GIVEN EXERCISE: Show every line of the listing below that contains the word "fence".

Point annotation dataset listing:
##############################

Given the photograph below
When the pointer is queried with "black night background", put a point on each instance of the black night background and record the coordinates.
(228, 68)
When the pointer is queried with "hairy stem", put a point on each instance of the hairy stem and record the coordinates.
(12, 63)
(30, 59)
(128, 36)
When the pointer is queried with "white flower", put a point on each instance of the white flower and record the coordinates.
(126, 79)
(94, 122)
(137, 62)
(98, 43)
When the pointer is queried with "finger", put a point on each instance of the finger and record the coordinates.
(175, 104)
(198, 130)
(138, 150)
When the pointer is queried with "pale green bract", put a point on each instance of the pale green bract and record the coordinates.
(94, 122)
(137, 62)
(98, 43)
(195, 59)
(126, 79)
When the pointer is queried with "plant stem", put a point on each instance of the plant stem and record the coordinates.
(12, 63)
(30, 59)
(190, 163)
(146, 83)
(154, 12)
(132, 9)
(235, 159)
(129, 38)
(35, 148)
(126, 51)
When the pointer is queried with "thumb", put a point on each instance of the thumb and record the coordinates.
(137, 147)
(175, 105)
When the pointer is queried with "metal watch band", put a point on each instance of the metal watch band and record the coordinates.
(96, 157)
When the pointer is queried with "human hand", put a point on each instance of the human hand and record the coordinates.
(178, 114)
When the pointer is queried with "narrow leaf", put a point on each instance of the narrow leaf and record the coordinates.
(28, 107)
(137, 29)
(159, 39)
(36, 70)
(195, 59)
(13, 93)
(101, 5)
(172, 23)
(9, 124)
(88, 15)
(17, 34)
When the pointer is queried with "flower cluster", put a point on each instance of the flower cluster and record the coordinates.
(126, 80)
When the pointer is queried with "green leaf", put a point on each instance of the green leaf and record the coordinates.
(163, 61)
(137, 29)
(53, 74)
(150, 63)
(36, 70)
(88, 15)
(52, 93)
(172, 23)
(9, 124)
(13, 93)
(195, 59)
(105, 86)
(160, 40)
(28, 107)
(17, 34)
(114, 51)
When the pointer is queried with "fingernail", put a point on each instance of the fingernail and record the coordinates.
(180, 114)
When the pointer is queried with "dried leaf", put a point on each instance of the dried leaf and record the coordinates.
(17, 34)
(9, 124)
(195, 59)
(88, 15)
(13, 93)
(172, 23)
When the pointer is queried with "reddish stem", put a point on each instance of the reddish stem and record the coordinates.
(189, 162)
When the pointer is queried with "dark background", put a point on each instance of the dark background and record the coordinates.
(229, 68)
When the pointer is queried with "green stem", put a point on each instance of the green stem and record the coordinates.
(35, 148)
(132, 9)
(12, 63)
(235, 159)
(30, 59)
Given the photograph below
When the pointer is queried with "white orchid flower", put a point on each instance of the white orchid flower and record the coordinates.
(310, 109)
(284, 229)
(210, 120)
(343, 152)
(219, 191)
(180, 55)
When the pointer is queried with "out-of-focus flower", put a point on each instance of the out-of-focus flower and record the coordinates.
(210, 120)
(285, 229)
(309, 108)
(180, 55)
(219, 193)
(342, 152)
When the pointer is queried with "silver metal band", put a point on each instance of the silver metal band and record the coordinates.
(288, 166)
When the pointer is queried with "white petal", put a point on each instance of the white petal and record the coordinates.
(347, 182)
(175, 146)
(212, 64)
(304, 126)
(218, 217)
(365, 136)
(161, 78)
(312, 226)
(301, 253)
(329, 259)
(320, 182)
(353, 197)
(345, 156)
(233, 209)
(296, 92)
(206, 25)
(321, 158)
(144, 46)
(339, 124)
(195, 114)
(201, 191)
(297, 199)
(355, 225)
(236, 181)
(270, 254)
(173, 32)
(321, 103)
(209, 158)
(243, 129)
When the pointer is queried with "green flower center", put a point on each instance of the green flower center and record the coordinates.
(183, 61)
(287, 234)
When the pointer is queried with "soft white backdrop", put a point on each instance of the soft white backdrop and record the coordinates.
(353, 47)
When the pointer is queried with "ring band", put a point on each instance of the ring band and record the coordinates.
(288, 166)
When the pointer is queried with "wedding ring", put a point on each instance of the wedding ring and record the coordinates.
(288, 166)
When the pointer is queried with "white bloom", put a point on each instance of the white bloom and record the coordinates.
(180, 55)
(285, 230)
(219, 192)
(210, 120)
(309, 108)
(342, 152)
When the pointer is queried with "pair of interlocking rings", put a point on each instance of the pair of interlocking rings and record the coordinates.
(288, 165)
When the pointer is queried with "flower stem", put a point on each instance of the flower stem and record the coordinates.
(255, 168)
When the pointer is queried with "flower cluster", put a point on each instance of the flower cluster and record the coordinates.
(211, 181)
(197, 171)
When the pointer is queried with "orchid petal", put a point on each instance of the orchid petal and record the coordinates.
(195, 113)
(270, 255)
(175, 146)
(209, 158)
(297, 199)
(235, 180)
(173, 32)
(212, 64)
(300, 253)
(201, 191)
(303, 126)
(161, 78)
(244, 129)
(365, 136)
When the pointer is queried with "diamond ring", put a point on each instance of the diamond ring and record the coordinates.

##############################

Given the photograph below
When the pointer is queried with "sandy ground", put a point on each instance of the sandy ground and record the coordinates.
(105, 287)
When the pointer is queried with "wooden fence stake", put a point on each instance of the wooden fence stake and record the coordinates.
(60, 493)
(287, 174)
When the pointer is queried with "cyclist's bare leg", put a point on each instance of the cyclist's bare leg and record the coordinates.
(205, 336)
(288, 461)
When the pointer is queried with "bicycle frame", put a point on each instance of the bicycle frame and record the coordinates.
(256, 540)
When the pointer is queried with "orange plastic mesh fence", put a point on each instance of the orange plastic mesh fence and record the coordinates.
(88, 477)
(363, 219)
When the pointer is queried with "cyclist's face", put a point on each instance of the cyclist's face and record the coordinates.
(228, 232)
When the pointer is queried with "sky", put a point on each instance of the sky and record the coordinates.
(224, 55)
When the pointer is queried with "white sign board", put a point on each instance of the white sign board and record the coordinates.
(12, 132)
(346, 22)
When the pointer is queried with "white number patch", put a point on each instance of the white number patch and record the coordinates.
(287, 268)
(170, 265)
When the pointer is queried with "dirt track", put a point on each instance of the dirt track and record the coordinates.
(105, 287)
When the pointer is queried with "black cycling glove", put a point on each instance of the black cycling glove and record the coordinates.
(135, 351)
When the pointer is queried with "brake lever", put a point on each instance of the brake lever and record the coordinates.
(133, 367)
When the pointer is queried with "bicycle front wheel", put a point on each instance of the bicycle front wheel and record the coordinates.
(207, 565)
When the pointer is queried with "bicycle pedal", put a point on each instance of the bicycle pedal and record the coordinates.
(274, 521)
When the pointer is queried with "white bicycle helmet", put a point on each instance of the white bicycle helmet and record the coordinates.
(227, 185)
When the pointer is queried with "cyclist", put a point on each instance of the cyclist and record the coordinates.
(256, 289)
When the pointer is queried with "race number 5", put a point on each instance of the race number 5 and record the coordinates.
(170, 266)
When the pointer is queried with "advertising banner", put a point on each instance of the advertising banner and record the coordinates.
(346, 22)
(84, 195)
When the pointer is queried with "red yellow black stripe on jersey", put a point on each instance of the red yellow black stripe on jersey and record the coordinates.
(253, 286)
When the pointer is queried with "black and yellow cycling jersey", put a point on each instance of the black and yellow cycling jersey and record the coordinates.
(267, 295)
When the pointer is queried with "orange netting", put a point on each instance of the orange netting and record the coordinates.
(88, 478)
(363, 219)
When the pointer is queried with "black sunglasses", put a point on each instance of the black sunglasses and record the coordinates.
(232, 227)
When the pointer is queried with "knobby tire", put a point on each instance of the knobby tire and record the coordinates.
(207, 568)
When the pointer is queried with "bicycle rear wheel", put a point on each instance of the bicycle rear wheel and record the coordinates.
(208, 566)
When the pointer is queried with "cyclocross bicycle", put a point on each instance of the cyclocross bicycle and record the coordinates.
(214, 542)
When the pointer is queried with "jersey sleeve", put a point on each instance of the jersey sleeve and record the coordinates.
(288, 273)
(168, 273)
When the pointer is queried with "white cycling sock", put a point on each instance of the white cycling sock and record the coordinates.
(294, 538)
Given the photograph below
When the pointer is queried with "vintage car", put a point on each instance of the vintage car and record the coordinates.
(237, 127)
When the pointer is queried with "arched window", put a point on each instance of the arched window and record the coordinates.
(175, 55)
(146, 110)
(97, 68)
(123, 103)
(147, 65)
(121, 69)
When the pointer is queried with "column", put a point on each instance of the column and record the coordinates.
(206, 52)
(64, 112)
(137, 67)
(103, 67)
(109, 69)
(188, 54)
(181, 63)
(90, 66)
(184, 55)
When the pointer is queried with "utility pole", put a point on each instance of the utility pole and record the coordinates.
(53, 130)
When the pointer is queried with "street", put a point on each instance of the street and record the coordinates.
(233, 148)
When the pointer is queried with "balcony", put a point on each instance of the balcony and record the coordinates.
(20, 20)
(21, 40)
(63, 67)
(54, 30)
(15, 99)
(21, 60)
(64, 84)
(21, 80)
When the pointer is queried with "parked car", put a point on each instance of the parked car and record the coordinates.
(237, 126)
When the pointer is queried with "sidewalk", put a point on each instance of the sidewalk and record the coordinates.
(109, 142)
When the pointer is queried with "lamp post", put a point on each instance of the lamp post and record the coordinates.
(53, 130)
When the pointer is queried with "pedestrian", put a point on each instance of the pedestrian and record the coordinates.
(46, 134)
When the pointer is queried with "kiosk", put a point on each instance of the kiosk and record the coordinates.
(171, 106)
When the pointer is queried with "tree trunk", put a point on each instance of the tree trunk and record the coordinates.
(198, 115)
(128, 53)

##############################

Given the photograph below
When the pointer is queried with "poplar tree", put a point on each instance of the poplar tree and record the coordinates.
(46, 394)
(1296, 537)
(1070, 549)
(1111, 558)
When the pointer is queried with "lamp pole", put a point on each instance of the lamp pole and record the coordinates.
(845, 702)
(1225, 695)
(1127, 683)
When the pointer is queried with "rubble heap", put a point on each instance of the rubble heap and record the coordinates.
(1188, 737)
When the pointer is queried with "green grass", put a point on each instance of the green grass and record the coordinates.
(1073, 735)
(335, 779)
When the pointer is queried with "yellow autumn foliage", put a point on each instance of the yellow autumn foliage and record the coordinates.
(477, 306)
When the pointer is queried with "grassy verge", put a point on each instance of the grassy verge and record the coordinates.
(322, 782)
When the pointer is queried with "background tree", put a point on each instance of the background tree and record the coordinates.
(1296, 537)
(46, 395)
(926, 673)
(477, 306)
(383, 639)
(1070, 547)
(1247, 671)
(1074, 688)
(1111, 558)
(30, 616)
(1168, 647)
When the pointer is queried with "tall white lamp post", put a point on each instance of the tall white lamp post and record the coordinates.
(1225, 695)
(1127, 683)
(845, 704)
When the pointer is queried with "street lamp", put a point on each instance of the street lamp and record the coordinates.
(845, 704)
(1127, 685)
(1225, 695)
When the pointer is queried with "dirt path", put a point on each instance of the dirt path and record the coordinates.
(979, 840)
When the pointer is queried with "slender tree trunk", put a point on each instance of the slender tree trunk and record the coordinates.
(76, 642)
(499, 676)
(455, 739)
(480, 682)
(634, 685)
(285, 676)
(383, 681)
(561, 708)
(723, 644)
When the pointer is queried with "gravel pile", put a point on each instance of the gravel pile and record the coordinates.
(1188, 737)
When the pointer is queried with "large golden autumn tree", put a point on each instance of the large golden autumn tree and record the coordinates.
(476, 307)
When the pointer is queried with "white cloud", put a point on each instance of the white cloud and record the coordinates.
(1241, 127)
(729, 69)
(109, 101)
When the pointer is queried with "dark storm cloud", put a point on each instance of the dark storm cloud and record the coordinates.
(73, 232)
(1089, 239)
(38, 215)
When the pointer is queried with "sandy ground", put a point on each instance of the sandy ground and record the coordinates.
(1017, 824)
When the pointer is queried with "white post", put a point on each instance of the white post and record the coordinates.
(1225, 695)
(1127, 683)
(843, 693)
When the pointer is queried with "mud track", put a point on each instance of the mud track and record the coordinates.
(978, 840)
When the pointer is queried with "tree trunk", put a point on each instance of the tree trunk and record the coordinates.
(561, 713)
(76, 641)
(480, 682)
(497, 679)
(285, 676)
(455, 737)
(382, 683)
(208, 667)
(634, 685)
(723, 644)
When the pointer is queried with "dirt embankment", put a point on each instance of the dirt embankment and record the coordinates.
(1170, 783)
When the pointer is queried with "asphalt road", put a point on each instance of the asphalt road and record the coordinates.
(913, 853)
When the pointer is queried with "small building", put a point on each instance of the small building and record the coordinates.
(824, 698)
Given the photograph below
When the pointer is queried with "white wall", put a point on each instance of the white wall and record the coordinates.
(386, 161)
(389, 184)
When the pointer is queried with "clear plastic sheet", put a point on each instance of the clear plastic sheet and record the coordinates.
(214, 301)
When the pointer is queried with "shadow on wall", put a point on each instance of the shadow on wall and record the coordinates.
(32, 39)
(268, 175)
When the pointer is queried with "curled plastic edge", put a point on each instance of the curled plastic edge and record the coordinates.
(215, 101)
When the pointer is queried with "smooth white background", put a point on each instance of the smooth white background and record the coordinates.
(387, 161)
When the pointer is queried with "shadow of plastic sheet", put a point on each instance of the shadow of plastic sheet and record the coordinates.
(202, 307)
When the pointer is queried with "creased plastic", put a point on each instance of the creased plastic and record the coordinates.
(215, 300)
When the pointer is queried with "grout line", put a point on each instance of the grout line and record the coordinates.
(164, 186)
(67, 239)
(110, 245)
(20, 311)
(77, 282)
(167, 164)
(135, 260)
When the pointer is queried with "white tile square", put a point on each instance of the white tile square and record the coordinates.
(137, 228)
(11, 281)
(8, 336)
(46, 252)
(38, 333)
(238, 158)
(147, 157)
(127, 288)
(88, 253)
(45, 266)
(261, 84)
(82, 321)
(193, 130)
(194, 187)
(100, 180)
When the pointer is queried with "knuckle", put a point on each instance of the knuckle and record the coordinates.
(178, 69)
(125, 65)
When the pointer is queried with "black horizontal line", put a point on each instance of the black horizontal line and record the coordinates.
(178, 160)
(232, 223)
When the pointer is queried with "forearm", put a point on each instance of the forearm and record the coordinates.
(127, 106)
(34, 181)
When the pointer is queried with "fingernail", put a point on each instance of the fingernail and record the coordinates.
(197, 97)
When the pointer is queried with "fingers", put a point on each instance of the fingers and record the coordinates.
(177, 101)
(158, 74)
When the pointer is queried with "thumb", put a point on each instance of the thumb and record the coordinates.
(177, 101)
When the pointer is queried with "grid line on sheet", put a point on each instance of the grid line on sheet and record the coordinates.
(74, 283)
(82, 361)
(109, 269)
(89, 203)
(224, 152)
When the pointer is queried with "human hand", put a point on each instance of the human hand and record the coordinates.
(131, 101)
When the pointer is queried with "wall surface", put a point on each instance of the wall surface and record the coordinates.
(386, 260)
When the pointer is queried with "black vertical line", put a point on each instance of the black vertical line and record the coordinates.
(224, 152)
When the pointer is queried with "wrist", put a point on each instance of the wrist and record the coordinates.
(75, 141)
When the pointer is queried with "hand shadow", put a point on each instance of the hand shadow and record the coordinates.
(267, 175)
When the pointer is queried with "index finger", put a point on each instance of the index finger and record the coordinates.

##############################

RESULT:
When the pointer is queried with "wooden fence stake", put a point on each instance of the wooden fence stake and record the coordinates.
When the pointer is queried with "orange plastic mesh fence", put a point on each instance of the orange plastic mesh fence and record the coordinates.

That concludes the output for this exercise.